▸ Input records
-*-

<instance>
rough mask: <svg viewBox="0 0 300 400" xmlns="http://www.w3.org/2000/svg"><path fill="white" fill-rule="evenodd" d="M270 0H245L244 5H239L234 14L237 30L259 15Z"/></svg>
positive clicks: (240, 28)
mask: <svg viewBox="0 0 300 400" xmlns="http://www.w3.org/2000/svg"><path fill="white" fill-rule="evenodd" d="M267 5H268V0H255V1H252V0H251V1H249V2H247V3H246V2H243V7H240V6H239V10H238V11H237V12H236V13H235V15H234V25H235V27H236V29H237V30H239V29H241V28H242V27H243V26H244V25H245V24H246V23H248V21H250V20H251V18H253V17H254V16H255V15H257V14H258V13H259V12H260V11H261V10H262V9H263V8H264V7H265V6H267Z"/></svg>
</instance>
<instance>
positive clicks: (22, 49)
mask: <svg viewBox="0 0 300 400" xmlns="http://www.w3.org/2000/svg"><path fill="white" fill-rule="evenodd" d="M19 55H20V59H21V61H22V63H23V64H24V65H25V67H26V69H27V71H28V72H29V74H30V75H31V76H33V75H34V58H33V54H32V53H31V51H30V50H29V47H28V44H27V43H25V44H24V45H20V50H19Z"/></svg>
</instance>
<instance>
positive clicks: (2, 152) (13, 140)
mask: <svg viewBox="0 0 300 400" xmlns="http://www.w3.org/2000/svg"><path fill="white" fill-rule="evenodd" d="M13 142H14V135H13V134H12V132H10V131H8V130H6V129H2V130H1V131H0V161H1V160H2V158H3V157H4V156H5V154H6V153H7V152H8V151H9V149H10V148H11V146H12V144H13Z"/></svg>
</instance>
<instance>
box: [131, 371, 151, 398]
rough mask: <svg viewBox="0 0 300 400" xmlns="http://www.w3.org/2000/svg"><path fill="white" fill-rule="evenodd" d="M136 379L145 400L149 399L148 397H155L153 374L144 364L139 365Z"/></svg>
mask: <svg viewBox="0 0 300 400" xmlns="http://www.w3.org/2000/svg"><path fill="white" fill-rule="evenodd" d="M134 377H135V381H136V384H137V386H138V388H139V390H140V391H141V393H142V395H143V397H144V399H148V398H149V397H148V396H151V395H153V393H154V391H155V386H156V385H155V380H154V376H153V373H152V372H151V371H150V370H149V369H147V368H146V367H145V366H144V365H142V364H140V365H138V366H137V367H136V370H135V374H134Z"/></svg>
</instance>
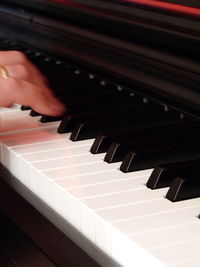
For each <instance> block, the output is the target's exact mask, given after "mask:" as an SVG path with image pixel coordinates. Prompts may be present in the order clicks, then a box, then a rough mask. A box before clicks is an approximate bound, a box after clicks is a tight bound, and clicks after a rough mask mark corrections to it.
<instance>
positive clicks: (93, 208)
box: [80, 177, 161, 242]
mask: <svg viewBox="0 0 200 267" xmlns="http://www.w3.org/2000/svg"><path fill="white" fill-rule="evenodd" d="M141 178H143V177H140V178H138V179H136V178H135V179H136V180H141ZM128 193H130V194H128ZM143 193H145V189H141V190H135V189H134V187H133V188H132V191H125V192H124V193H123V194H122V193H115V194H110V195H108V196H105V197H99V198H96V197H94V198H90V199H80V201H81V207H80V208H81V231H82V232H83V233H85V234H87V236H88V237H89V239H91V240H92V241H93V242H95V235H96V229H97V226H96V219H95V218H96V215H97V213H96V210H98V209H97V208H99V207H101V208H102V207H104V208H105V207H106V208H108V207H110V208H111V207H112V206H113V205H116V202H117V204H120V205H121V204H122V203H123V204H127V203H130V202H131V203H138V202H139V203H140V202H145V201H152V200H154V199H160V198H161V196H160V192H159V193H158V192H154V194H153V195H149V196H148V195H145V194H143ZM126 194H127V195H126ZM97 199H98V201H96V200H97ZM93 200H94V202H93ZM100 202H102V203H101V205H100ZM83 203H84V205H83ZM95 204H96V205H95ZM102 233H103V232H102ZM98 242H99V240H98Z"/></svg>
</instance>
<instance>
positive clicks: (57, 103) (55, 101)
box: [50, 99, 66, 114]
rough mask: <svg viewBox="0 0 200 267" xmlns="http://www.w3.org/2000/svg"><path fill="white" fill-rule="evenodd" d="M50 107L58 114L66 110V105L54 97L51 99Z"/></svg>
mask: <svg viewBox="0 0 200 267" xmlns="http://www.w3.org/2000/svg"><path fill="white" fill-rule="evenodd" d="M50 107H51V109H52V110H53V111H54V112H55V113H58V114H62V113H64V112H65V110H66V107H65V106H64V105H63V104H62V103H61V102H60V101H58V100H57V99H54V100H53V101H51V103H50Z"/></svg>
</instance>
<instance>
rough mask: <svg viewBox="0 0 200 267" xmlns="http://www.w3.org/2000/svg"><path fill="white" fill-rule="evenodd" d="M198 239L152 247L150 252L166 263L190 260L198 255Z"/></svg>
mask: <svg viewBox="0 0 200 267" xmlns="http://www.w3.org/2000/svg"><path fill="white" fill-rule="evenodd" d="M199 247H200V239H197V240H192V241H186V242H183V243H179V242H177V244H174V245H173V244H170V245H169V246H165V247H162V248H158V249H152V250H150V252H151V253H152V254H153V255H155V257H157V258H158V259H159V260H160V261H162V262H165V263H166V264H167V265H169V266H170V265H172V264H176V263H178V262H181V261H183V259H184V260H185V261H186V260H192V259H196V258H197V257H199Z"/></svg>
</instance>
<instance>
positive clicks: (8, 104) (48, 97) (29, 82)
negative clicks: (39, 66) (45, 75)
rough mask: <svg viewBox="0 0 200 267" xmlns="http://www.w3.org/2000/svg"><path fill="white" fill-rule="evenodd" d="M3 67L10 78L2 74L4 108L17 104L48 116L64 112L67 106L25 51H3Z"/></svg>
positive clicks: (50, 115)
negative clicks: (32, 63)
mask: <svg viewBox="0 0 200 267" xmlns="http://www.w3.org/2000/svg"><path fill="white" fill-rule="evenodd" d="M0 66H3V67H4V68H5V69H6V71H7V73H8V78H7V79H4V78H1V77H0V106H1V107H10V106H12V104H13V103H17V104H21V105H24V106H28V107H31V108H32V109H33V110H35V111H37V112H39V113H41V114H45V115H50V116H58V115H61V114H63V113H64V111H65V107H64V106H63V104H62V103H60V102H59V100H58V99H57V98H56V97H55V96H54V94H53V92H52V91H51V90H50V89H49V88H48V82H47V79H46V78H45V77H44V76H43V75H42V74H41V73H40V71H39V70H38V69H37V68H36V67H35V66H34V65H33V64H32V63H31V62H30V61H29V60H28V59H27V57H26V56H25V55H24V54H23V53H21V52H19V51H0Z"/></svg>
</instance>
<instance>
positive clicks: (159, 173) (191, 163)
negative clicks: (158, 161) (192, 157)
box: [147, 160, 200, 189]
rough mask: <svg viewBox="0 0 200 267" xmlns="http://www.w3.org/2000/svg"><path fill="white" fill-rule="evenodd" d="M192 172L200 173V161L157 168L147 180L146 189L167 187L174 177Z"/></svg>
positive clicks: (177, 164)
mask: <svg viewBox="0 0 200 267" xmlns="http://www.w3.org/2000/svg"><path fill="white" fill-rule="evenodd" d="M194 172H199V173H200V160H194V161H187V162H180V163H172V164H166V165H162V166H157V167H156V168H155V169H154V170H153V172H152V174H151V176H150V177H149V179H148V182H147V187H148V188H151V189H158V188H163V187H168V186H170V184H171V182H172V181H173V179H174V178H175V177H177V176H180V175H184V174H185V173H187V174H188V175H189V174H191V173H194Z"/></svg>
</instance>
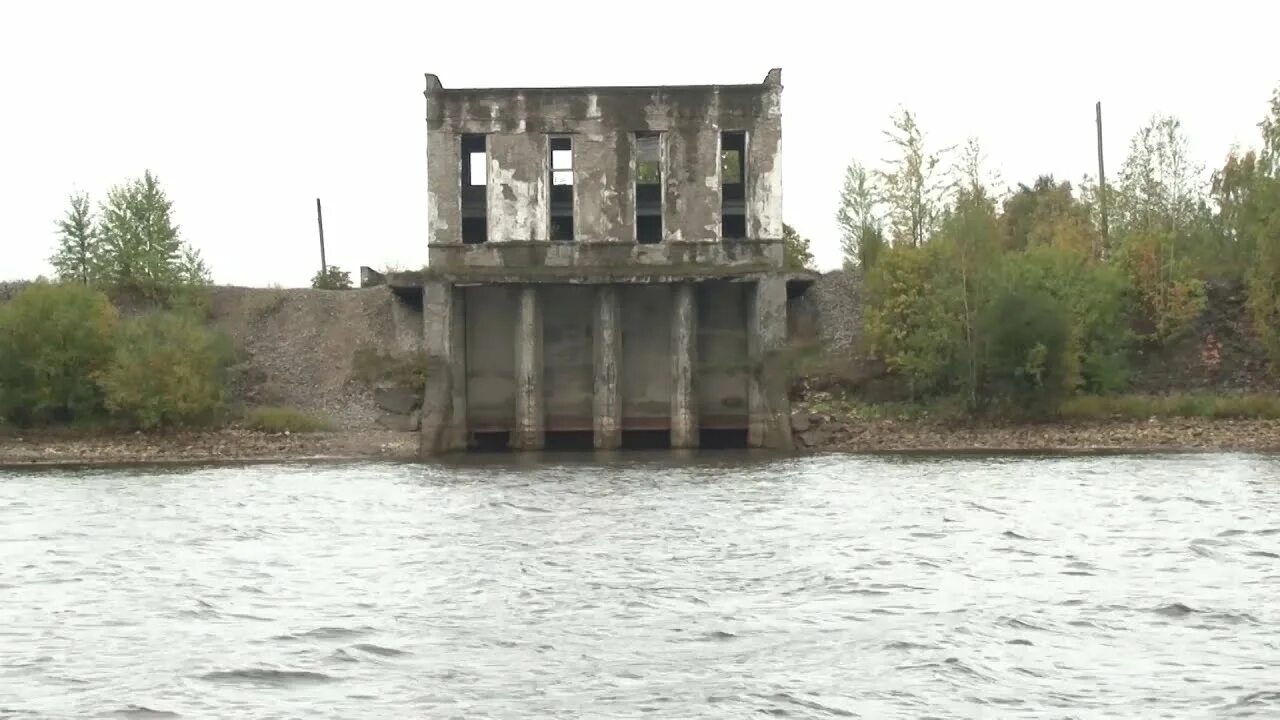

-*-

Please copy exactly the lines from the first line of the records above through the line containing "0H245L244 5H239L234 14L237", including both, and nothing more.

<instance>
rough mask: <svg viewBox="0 0 300 400" xmlns="http://www.w3.org/2000/svg"><path fill="white" fill-rule="evenodd" d="M270 0H245L244 5H239L234 14L237 30L259 15Z"/></svg>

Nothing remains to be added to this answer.